• _Written exercise_: Reproduce the data below verbatim from the line containing "Can you find the distant" through its final line, and produce nothing more.

• _Dataset records_:
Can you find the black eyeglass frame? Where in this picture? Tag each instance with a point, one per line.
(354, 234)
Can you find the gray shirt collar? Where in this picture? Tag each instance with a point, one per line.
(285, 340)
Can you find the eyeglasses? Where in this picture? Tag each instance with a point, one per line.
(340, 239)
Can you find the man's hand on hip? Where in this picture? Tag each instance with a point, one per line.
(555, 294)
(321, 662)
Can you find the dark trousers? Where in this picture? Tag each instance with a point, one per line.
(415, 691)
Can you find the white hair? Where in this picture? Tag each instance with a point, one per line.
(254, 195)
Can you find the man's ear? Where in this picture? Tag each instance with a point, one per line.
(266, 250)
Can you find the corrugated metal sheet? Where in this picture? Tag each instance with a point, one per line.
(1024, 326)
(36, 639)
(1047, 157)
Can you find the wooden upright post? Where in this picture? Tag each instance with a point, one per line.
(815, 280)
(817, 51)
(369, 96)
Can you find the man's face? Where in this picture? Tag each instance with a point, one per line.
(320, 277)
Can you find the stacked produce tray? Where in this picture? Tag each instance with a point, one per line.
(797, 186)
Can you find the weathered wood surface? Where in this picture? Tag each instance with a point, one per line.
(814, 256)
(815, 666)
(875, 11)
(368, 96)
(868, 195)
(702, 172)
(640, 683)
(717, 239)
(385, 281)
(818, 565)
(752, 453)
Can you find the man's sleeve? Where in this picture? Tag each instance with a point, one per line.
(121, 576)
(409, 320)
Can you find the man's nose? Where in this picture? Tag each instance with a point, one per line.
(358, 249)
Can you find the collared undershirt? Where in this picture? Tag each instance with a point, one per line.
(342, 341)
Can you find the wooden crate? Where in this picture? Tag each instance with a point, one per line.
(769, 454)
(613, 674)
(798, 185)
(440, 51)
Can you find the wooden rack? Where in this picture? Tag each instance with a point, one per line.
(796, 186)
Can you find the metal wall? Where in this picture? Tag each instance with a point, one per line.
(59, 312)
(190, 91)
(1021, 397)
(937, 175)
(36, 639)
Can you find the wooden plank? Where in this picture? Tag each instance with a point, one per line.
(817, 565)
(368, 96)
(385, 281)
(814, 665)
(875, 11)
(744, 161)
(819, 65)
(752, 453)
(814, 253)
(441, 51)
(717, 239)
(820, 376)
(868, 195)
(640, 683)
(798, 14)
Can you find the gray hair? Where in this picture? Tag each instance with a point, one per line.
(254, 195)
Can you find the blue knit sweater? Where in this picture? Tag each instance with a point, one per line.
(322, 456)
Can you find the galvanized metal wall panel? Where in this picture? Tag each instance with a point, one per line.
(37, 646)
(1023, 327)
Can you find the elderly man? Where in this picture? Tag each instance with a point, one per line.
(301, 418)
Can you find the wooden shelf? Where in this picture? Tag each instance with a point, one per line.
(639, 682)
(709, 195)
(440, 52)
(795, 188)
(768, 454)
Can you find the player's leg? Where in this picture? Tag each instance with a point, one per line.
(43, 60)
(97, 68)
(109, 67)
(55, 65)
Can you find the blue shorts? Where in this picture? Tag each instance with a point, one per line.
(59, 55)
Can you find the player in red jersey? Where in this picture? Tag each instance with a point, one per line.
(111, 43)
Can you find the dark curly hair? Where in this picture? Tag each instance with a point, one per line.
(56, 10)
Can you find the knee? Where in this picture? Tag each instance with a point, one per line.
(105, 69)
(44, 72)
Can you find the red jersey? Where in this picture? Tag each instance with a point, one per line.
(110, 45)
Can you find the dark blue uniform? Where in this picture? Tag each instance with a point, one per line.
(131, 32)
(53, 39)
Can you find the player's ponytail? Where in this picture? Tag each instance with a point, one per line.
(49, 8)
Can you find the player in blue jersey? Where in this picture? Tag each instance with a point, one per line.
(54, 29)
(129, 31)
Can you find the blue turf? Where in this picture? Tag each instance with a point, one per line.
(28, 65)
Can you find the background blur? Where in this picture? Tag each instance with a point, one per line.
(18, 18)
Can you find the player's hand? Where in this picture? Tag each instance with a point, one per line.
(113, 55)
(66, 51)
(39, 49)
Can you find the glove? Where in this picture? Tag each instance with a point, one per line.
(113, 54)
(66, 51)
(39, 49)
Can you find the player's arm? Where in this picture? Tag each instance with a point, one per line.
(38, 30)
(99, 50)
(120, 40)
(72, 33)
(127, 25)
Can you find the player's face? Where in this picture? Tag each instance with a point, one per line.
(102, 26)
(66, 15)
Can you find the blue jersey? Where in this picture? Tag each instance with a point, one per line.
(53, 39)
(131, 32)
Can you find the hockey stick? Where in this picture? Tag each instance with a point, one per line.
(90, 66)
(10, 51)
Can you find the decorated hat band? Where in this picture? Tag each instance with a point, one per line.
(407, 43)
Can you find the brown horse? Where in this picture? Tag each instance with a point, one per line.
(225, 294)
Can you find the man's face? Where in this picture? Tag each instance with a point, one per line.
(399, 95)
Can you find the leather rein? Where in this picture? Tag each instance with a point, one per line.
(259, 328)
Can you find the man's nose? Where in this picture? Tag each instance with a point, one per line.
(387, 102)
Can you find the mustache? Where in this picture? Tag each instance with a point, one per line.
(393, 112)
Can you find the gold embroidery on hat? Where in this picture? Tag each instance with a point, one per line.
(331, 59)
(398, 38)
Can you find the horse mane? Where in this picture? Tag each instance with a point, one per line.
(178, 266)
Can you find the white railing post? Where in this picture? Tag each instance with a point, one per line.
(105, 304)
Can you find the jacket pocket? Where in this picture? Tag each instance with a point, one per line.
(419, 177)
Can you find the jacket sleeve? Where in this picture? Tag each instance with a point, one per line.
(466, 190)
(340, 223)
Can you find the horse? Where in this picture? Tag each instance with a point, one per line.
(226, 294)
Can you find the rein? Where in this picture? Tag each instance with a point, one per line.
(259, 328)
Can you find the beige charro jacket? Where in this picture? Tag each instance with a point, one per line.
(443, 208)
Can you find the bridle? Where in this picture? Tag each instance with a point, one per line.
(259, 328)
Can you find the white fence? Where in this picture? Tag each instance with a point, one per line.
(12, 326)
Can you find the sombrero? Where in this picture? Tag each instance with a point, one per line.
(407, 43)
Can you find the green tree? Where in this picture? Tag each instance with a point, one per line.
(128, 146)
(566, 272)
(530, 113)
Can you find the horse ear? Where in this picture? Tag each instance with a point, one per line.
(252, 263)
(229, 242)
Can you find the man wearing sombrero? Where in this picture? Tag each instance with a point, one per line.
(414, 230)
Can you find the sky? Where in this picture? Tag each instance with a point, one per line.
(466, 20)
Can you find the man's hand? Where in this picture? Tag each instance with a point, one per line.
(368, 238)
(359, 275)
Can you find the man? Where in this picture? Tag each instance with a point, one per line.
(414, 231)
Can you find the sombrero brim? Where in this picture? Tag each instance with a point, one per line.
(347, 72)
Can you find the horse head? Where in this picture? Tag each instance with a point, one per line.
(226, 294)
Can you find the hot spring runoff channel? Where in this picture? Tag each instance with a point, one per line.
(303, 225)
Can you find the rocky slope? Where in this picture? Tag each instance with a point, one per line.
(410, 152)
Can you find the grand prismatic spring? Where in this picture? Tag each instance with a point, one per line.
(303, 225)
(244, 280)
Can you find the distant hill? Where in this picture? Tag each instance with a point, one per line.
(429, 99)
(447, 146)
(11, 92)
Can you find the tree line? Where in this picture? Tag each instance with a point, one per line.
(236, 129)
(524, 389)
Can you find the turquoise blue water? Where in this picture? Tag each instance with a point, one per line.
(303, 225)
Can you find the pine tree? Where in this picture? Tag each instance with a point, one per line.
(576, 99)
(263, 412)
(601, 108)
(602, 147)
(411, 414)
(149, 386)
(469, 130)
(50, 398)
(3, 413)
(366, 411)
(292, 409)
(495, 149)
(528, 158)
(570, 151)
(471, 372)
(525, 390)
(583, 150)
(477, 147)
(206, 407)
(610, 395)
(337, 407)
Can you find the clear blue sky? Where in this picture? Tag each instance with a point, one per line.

• _Expected answer_:
Can you find the distant hill? Where in this picture? Tag each instance with a point, one per line.
(429, 99)
(447, 146)
(11, 92)
Can you find the tree line? Where in this picture? Tag each instance with a point, one per line.
(236, 129)
(524, 389)
Can you find the turquoise blue water? Where in this picture? Tag each instance with a point, one per line.
(303, 225)
Can you find the pine tree? Where in this picture? Tag each instance with a point, one per line.
(576, 99)
(263, 412)
(601, 108)
(602, 147)
(411, 414)
(149, 386)
(469, 130)
(50, 398)
(3, 413)
(366, 411)
(292, 409)
(495, 149)
(528, 158)
(570, 151)
(471, 372)
(525, 390)
(583, 150)
(477, 147)
(206, 407)
(610, 395)
(337, 407)
Can you find the clear blue sky? Where in this picture? Tag each instance with a point, one per line.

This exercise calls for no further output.